═══ Extrait choisi
Jean-Claude Mathieu, dans un article publié dans les deux livres, évoque avec la pertinence qu’on lui connaît « le toucher des textes et le grain des mots ». D’autres auteurs questionnent chez Richard la sensation (dans une proximité avec les philosophes empiristes anglais), la séduction, la sympathie, le rapport à l’espace… On regrette que des perspectives plus larges, proprement épistémologiques, n’aient pas été explorées. Le recul est suffisant à présent pour mieux situer la démarche de Jean-Pierre Richard dans l’histoire de la critique littéraire. Ses rapports à Bachelard, au structuralisme, à Barthes, à la phénoménologie, sont rappelés et parfois précisés. Mais comment le situer, par exemple, par rapport à Thibaudet ou à Sainte-Beuve ? Comment comprendre chez lui ce refus de l’histoire littéraire, et l’impasse faite sur la « forme-sens » des œuvres, tous ces choix négatifs qu’il assume parfaitement, mais qui appellent la réflexion ? Par un effet de capillarité qui met en abyme la sympathie dont se réclame Richard, la plupart des contributions procèdent d’une adhésion à la démarche du critique.
Les études réunies dans Les Jardins de la terre permettent de retrouver cette démarche dans toute sa profondeur sensible. Les pages consacrées à l’espace proustien (« Proust, en chambre ») sont exemplaires de la manière de Jean-Pierre Richard, qui associe des valeurs d’être à des configurations textuelles apparemment anodines. « Le roman proustien glisse de chambre en chambre », et invite dès lors le critique à interroger, dans l’écriture, les rapports du dehors et du dedans qui constituent « un axe particulièrement névralgique, une grande direction significative de l’existence ». Le dehors, associé au vent, est « une sorte de figure de l’emportement inhumain, du vide furieux ».
══════
Travail demandé: Poursuivez l'extrait sur la critique de Jean-Pierre Richard à partir de sa dernière phrase. Les enregistrements qui suivent constituent un matériau indépendant de l'extrait.
═══ Entrées répertoriées
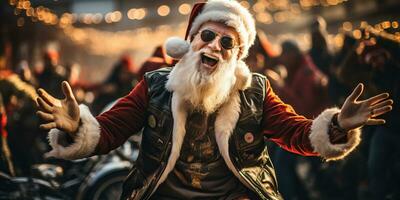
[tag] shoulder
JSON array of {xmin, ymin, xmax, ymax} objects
[
  {"xmin": 144, "ymin": 67, "xmax": 172, "ymax": 84},
  {"xmin": 144, "ymin": 67, "xmax": 172, "ymax": 95},
  {"xmin": 244, "ymin": 73, "xmax": 267, "ymax": 99}
]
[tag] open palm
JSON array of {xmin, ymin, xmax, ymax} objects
[
  {"xmin": 338, "ymin": 84, "xmax": 393, "ymax": 130},
  {"xmin": 37, "ymin": 81, "xmax": 80, "ymax": 136}
]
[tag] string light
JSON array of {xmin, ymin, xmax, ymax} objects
[
  {"xmin": 178, "ymin": 3, "xmax": 190, "ymax": 15},
  {"xmin": 157, "ymin": 5, "xmax": 170, "ymax": 17}
]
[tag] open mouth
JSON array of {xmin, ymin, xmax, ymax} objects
[{"xmin": 201, "ymin": 53, "xmax": 218, "ymax": 68}]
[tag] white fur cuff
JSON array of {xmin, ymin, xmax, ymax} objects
[
  {"xmin": 309, "ymin": 108, "xmax": 361, "ymax": 161},
  {"xmin": 45, "ymin": 105, "xmax": 100, "ymax": 160}
]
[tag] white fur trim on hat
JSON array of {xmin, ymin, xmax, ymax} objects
[
  {"xmin": 165, "ymin": 37, "xmax": 189, "ymax": 59},
  {"xmin": 309, "ymin": 108, "xmax": 361, "ymax": 161},
  {"xmin": 189, "ymin": 0, "xmax": 256, "ymax": 59},
  {"xmin": 45, "ymin": 105, "xmax": 100, "ymax": 160}
]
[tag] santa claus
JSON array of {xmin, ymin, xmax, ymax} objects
[{"xmin": 37, "ymin": 0, "xmax": 393, "ymax": 199}]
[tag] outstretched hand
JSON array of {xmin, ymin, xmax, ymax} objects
[
  {"xmin": 36, "ymin": 81, "xmax": 80, "ymax": 136},
  {"xmin": 338, "ymin": 83, "xmax": 393, "ymax": 130}
]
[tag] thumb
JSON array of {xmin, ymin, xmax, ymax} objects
[{"xmin": 61, "ymin": 81, "xmax": 75, "ymax": 101}]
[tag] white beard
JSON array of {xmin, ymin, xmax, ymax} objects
[{"xmin": 166, "ymin": 48, "xmax": 238, "ymax": 114}]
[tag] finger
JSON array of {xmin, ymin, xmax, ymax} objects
[
  {"xmin": 365, "ymin": 119, "xmax": 386, "ymax": 125},
  {"xmin": 371, "ymin": 99, "xmax": 393, "ymax": 110},
  {"xmin": 348, "ymin": 83, "xmax": 364, "ymax": 101},
  {"xmin": 36, "ymin": 97, "xmax": 53, "ymax": 113},
  {"xmin": 39, "ymin": 122, "xmax": 57, "ymax": 130},
  {"xmin": 372, "ymin": 106, "xmax": 392, "ymax": 117},
  {"xmin": 38, "ymin": 88, "xmax": 56, "ymax": 106},
  {"xmin": 365, "ymin": 93, "xmax": 389, "ymax": 105},
  {"xmin": 62, "ymin": 81, "xmax": 75, "ymax": 100},
  {"xmin": 36, "ymin": 111, "xmax": 54, "ymax": 121}
]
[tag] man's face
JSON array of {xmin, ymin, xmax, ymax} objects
[{"xmin": 191, "ymin": 22, "xmax": 239, "ymax": 74}]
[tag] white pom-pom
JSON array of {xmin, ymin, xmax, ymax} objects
[{"xmin": 165, "ymin": 37, "xmax": 190, "ymax": 59}]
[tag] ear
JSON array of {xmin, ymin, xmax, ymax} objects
[
  {"xmin": 235, "ymin": 60, "xmax": 252, "ymax": 90},
  {"xmin": 165, "ymin": 37, "xmax": 190, "ymax": 60}
]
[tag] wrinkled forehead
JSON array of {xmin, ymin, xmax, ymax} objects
[{"xmin": 199, "ymin": 21, "xmax": 240, "ymax": 42}]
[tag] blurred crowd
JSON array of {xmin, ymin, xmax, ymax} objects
[{"xmin": 0, "ymin": 18, "xmax": 400, "ymax": 200}]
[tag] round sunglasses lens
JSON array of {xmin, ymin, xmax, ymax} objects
[
  {"xmin": 221, "ymin": 36, "xmax": 233, "ymax": 49},
  {"xmin": 201, "ymin": 30, "xmax": 215, "ymax": 42}
]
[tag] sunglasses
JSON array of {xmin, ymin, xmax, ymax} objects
[{"xmin": 200, "ymin": 29, "xmax": 235, "ymax": 50}]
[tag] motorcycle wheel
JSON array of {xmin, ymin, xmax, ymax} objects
[{"xmin": 79, "ymin": 170, "xmax": 129, "ymax": 200}]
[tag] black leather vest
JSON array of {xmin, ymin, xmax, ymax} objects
[{"xmin": 121, "ymin": 68, "xmax": 282, "ymax": 200}]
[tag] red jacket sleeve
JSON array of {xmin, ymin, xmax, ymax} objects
[
  {"xmin": 96, "ymin": 80, "xmax": 148, "ymax": 154},
  {"xmin": 262, "ymin": 78, "xmax": 318, "ymax": 156}
]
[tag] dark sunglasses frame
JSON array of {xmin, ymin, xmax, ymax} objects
[{"xmin": 200, "ymin": 29, "xmax": 235, "ymax": 50}]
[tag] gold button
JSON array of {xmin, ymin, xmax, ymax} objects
[
  {"xmin": 244, "ymin": 132, "xmax": 254, "ymax": 144},
  {"xmin": 147, "ymin": 115, "xmax": 157, "ymax": 128}
]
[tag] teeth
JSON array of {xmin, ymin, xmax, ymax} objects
[{"xmin": 203, "ymin": 53, "xmax": 218, "ymax": 60}]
══════
Production attendue:
Procédant par glissements et rapports de proximité, Richard en vient à étudier le motif de la paroi, celui du foyer, et montre chez Proust « un art de sortir sans vraiment sortir », notamment par les bruits du dehors qui « apportent […] tout le tissu sensuel, toute la qualité atmosphérique du dehors ». Examinant les situations de porosité entre dedans et dehors, Jean-Pierre Richard éclaire avec une extrême finesse le mouvement proustien, comme celui qui consiste à emporter « avec soi, autour de soi toute la coquille réservée de son intériorité ». Finalement, toutes ces réponses à l’angoisse du dehors se condensent dans l’écriture elle-même, saisie dans sa matérialité : si l’œuvre « va vers un dehors de l’espace, et du temps », c’est dans « des pages couvertes, recouvertes d’encre, tracées dans tous les sens, découpées, recollées, où l’existence de l’écrivain ne cesse de toujours davantage s’enfermer ».
Symétriquement, pour le lecteur, cette œuvre est un « enfermement » ouvert, une plongée « dans l’infinité du sens ». Sans doute faut-il être un critique écrivain pour équilibrer à ce point la maîtrise du commentaire et la richesse d’un sens toujours à venir.